[Activity]: Could you set down exactly the lines in the records below between the line holding "Target: hoodie sleeve" and the line holding "Place one point on every instance of the white backdrop", inclusive?
————————
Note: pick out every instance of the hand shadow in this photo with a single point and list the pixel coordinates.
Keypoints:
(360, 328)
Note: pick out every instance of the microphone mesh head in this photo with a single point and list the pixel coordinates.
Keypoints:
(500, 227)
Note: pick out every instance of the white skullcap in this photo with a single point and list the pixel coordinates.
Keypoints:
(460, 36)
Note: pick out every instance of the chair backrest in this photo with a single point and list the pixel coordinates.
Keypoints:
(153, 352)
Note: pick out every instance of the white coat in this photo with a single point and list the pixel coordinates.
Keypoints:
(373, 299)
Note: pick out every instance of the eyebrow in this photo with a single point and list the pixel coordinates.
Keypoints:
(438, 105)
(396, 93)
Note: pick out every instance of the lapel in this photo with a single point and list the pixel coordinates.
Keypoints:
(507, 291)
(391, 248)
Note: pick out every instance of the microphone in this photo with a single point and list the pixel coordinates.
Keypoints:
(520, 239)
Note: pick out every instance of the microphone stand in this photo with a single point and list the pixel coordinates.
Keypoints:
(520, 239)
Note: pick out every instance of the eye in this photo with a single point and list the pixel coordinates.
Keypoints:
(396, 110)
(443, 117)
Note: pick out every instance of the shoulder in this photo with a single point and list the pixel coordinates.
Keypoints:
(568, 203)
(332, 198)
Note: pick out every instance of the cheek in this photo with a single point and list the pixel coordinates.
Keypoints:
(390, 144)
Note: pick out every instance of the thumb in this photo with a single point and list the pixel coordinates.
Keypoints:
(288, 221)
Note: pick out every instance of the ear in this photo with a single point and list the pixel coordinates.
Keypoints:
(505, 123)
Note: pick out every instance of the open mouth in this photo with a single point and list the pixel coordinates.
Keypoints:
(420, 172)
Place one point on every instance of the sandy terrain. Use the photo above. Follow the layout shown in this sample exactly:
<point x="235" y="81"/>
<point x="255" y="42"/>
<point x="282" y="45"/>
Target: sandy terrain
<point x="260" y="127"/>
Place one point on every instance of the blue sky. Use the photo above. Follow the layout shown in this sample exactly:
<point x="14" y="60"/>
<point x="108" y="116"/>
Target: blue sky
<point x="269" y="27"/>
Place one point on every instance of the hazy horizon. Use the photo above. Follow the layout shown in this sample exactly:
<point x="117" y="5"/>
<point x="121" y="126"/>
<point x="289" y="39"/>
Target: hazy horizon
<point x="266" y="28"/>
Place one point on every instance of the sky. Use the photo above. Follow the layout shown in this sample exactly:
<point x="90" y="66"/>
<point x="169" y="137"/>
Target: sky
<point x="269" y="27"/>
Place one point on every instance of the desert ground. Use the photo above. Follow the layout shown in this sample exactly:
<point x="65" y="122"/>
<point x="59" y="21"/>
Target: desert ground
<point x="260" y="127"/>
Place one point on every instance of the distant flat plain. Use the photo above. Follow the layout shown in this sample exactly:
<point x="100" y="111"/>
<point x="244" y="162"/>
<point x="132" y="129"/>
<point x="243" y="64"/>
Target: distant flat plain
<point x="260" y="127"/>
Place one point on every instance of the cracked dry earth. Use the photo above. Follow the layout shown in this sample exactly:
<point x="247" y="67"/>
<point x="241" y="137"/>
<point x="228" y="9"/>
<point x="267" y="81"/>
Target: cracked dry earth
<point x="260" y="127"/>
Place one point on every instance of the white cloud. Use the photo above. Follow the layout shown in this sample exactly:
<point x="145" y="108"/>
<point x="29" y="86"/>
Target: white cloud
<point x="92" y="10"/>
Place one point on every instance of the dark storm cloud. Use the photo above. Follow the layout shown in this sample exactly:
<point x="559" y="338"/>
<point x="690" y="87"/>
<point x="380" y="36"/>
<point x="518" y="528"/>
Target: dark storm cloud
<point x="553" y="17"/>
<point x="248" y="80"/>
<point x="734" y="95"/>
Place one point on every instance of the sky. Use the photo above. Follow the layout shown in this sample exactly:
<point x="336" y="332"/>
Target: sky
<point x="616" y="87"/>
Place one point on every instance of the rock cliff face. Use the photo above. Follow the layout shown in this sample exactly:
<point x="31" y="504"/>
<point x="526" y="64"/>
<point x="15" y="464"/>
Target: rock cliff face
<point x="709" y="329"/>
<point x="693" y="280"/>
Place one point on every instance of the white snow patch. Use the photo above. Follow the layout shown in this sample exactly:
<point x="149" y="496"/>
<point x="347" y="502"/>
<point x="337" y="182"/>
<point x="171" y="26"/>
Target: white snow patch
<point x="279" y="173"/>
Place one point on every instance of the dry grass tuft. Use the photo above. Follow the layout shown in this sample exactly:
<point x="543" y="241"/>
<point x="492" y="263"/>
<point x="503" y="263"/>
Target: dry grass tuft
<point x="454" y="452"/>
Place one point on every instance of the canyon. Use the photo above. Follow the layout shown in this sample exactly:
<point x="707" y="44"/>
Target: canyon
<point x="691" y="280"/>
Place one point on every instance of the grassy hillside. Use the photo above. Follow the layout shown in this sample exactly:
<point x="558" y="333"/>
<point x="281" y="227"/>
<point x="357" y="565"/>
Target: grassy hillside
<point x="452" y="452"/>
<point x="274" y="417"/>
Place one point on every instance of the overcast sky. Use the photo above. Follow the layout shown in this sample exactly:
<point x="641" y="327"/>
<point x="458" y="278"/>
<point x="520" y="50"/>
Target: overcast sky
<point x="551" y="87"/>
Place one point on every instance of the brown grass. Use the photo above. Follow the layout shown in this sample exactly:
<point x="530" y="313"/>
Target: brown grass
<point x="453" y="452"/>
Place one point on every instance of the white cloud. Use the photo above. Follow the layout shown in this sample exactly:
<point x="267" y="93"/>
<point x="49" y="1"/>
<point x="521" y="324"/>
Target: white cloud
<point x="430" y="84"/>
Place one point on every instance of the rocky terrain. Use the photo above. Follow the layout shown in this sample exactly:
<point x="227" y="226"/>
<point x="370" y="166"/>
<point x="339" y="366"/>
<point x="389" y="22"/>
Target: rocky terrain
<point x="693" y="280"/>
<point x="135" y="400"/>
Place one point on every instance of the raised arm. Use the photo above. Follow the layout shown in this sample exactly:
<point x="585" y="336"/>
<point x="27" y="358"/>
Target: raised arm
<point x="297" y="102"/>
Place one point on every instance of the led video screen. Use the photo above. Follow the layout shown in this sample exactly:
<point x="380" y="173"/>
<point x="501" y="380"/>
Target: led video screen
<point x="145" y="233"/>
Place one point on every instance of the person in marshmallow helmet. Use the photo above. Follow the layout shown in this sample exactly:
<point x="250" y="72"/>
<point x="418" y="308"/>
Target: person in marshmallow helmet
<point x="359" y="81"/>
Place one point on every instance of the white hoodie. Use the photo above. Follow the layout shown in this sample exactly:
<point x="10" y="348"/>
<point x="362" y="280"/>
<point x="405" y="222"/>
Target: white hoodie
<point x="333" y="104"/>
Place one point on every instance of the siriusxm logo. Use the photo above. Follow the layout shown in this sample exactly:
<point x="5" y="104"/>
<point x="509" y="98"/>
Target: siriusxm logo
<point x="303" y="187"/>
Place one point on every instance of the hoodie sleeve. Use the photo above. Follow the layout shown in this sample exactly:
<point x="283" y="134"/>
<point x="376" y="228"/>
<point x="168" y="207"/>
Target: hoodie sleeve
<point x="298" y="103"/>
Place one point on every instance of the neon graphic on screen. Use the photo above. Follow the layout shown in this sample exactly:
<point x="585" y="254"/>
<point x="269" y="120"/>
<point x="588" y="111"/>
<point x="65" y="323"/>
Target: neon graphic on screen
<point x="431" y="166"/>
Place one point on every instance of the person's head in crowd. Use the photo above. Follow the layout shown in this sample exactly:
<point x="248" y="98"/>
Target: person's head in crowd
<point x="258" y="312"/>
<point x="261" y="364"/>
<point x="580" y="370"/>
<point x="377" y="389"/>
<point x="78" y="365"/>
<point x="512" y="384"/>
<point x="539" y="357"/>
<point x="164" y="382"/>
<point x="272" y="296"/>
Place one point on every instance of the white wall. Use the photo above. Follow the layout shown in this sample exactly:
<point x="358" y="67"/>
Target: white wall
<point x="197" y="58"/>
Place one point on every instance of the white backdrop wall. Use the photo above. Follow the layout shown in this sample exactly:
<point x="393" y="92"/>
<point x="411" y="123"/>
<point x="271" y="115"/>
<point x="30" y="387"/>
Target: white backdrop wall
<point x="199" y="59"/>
————————
[Answer to this exercise]:
Target: hoodie sleeve
<point x="298" y="103"/>
Place one point on every instance of the neon graphic on screen. Use the photo above. Follow the layout shown in this sample exactly:
<point x="585" y="254"/>
<point x="269" y="120"/>
<point x="588" y="111"/>
<point x="65" y="323"/>
Target: neon graphic on screen
<point x="431" y="166"/>
Place one point on every instance of the person's head in crowd. Use the photo above. Follow the layout shown in this sample exactly:
<point x="248" y="98"/>
Target: person's head in crowd
<point x="258" y="312"/>
<point x="261" y="364"/>
<point x="580" y="370"/>
<point x="377" y="389"/>
<point x="78" y="365"/>
<point x="512" y="384"/>
<point x="539" y="357"/>
<point x="164" y="382"/>
<point x="272" y="296"/>
Place one point on every instance of the white wall. Use the photo above. Follow the layout shown in this sample exactly:
<point x="358" y="67"/>
Target: white wall
<point x="197" y="58"/>
Place one point on every instance of the white backdrop wall. Use the photo above. Follow the layout shown in this sample exactly:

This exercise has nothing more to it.